Beyond this, the knowledge these women had built as advisors and community mobilizers also helped humanitarian partners and local authorities shape their longer-term rescue and protection efforts. Larger aid providers leveraged their expertise to develop critical policy recommendations and diagnostics – tracing key developments in affected communities and dramatically improving the effectiveness of public response in the months following the war’s escalation. Collecting data, documenting evidence, and leveraging their experience, these women became critical knowledge providers for international partners and local institutions. 

When these women became displaced themselves – some for the second time, given prior disruptions the Donbas region had faced for years – they utilized their training to support others in navigating government services and connecting with institutional support. More than that, they started creating their own groups and mobilizing other women in the sites they relocated to.

Leveraging the Knowledge and Networks of Community Mobilizers

People like these women exist in every community: motivated organizers and connectors with the deep local knowledge about their community needs and the skills and ambition to make those ideas a reality. What these programs did was provide a channel first to access their insights, and then to foster the networks – both within their local communities, and with government instruments and humanitarian aid sector – needed to bring those ideas to fruition.

When the war broke out, it was not local governments that were reaching out to these women, seeking their knowledge and insight on how to direct the emergency response. It was these local women mobilizers who were leveraging their connections with both the local governments and with their international partners, both institutionally and informally, to make sure humanitarian aid providers knew what was needed and direct the humanitarian response.

Although the original programs were developed with a top down design, the women then took the skills and networks they developed and used them to meet the needs of their community in crisis.

For humanitarian actors looking to better engage the leadership and insights of impacted communities, it offers a useful case study of how the situated knowledge and networks of local women, supported by the resources and perceived legitimacy of international humanitarian organizations can create more resilient, tailored, and effective responses in the face of complex emergencies.

In recognizing the role of these local mobilizers, and investing in resourcing and building relationships with them well before a crisis hits, humanitarian actors can build the long-term networks and infrastructure they need to respond to emergencies more quickly, effectively, and in ways that are better aligned to communities’ true needs.

Esther Brito Ruiz is a Researcher at Global Insight, specializing in multi-methods research and evaluation on gender and conflict

October 2, 2023
Duncan Green


  1. This knowledge is a valuable resource to harness. As we progress towards recovery, development, and the imperative task of rebuilding with a focus on enhancing infrastructure and reinforcing democratic institutions to serve the needs and aspirations of the population, the pivotal question arises: how can we effectively apply this knowledge? It is undeniable that we must utilize this wealth of knowledge and the capital it has generated to catalyze recovery and ensure a more resilient future.

    Hence, I implore everyone to recognize that this knowledge must not stagnate at its current stage. We must take active steps to integrate it into the ongoing reconstruction efforts. This can be achieved by providing direct funding to the relevant groups and fostering meaningful participation in policy and development initiatives. We should equally bridge the gap between local and international systems to sustain this process and harness the outcomes.

  2. The impacts of Russia’s war in Ukraine have been deeply gendered: 61% of civilian deaths in the first year of war were male. Tens of thousands of male soldiers on both sides have been killed and many more injured. Other men have been conscripted and sent away from their families and communities to fight.

-----

▸ TASKS AND EXERCISES
[a] Please retype the stretch of the passage on women community mobilizers from "Although the original" through "of complex emergencies.".
[b] Answer these questions from the passage on women community mobilizers:
(i) What share of civilian deaths in the first year of the war were male?
(ii) Where is Esther Brito Ruiz a researcher?
(iii) Which region had faced prior disruptions for years?

▸ RECORD SET
-----

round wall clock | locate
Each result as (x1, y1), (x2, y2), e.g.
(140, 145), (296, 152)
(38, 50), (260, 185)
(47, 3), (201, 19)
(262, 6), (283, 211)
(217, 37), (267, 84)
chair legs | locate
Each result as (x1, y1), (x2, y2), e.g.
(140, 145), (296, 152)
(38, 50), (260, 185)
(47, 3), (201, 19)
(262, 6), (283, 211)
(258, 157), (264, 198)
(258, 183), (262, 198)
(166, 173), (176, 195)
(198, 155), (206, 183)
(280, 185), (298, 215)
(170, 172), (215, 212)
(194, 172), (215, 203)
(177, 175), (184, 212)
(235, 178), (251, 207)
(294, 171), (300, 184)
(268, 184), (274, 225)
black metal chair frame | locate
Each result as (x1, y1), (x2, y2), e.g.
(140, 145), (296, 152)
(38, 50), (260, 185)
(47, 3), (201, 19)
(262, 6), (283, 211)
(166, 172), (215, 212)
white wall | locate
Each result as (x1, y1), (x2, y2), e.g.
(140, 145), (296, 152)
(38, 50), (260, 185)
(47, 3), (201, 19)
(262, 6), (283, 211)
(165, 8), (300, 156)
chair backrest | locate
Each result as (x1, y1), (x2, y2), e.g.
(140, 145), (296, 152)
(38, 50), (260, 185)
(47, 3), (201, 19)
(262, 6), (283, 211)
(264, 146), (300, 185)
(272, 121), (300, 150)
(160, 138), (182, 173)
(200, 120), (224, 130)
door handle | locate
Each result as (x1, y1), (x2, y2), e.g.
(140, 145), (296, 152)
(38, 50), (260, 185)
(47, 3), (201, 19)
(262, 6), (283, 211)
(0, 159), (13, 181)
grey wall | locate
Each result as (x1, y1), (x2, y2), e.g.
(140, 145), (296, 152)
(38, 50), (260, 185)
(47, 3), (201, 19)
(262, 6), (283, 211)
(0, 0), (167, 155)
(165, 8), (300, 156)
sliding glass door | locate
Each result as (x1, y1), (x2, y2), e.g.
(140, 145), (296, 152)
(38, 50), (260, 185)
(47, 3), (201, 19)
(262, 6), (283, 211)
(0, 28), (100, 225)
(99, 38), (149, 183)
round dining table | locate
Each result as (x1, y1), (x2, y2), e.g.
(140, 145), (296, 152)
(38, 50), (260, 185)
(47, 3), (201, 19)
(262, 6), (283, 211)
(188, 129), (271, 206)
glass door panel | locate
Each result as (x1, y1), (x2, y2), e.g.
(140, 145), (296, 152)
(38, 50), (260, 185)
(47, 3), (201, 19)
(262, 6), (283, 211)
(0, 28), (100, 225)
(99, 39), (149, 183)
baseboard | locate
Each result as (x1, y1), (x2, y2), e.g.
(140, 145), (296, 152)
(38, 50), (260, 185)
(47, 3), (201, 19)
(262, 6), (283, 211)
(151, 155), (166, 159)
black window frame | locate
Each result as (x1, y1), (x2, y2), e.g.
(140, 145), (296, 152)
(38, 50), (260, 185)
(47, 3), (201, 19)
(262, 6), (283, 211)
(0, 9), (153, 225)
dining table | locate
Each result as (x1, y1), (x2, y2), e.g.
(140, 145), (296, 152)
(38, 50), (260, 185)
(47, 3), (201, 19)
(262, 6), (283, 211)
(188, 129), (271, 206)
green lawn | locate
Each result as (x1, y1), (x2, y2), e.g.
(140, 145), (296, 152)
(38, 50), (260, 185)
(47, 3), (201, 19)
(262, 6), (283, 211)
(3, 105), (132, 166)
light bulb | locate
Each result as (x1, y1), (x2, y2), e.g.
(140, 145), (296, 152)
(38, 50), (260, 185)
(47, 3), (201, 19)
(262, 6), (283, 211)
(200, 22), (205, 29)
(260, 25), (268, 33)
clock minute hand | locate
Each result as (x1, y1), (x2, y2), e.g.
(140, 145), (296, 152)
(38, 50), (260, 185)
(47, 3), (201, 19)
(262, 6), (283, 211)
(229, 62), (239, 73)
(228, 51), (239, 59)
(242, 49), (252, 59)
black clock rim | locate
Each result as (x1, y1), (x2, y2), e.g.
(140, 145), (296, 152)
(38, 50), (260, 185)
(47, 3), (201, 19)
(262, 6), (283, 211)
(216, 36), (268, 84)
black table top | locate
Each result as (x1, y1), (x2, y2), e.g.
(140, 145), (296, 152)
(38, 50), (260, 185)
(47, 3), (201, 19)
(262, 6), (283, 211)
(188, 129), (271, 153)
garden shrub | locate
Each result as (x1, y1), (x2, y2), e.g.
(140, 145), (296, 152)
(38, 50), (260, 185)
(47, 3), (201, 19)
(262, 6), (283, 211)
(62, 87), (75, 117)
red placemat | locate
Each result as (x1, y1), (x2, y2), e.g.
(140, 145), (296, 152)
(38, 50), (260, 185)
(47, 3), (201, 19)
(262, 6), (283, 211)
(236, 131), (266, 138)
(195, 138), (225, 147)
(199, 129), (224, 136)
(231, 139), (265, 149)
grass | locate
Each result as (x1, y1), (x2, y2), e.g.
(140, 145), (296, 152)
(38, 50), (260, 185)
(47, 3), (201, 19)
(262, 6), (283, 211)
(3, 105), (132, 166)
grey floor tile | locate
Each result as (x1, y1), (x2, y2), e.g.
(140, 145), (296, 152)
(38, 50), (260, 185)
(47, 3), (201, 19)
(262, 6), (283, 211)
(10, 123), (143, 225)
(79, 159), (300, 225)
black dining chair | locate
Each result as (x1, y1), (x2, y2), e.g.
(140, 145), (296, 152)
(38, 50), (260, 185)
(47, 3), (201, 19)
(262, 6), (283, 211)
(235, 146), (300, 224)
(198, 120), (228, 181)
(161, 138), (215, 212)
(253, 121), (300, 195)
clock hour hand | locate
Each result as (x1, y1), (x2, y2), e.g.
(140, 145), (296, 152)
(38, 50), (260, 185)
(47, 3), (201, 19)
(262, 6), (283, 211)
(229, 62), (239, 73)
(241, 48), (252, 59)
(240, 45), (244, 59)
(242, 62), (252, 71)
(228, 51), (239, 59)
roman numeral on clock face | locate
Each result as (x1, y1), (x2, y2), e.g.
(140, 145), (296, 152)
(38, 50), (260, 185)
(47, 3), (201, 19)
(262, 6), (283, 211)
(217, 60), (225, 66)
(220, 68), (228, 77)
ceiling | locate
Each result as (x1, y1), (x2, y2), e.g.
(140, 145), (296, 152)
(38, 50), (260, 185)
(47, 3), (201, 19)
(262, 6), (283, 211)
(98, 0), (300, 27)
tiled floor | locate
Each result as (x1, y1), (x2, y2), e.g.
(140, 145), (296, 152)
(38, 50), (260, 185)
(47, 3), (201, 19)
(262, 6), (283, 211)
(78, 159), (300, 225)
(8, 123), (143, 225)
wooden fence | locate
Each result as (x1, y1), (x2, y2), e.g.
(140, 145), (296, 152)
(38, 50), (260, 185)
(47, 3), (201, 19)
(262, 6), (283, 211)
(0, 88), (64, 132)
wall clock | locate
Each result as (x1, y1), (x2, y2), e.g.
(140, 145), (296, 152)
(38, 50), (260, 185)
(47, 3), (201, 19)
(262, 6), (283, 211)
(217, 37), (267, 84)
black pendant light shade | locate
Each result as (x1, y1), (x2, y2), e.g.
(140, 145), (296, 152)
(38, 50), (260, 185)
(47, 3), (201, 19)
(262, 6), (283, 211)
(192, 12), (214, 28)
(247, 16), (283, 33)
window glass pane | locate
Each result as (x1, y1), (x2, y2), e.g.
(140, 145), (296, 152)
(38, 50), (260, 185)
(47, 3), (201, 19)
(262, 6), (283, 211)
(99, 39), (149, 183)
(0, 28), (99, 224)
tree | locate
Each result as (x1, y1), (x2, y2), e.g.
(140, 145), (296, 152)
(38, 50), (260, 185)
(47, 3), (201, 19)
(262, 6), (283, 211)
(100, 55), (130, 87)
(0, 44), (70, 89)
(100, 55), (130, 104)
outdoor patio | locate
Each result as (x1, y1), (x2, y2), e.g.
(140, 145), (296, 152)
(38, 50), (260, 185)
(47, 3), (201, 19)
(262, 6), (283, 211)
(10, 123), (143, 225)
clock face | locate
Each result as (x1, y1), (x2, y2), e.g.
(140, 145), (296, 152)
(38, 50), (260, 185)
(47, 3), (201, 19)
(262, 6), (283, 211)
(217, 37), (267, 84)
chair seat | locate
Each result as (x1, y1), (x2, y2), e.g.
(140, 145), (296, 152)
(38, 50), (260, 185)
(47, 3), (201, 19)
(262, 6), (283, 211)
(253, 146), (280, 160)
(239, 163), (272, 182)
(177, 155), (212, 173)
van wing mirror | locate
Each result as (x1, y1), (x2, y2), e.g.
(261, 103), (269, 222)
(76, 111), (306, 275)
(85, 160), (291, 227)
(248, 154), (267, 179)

-----

▸ ANSWERS PER TASK
[a]
Although the original programs were developed with a top down design, the women then took the skills and networks they developed and used them to meet the needs of their community in crisis.

For humanitarian actors looking to better engage the leadership and insights of impacted communities, it offers a useful case study of how the situated knowledge and networks of local women, supported by the resources and perceived legitimacy of international humanitarian organizations can create more resilient, tailored, and effective responses in the face of complex emergencies.

[b]
(i) 61%
(ii) Global Insight
(iii) The Donbas region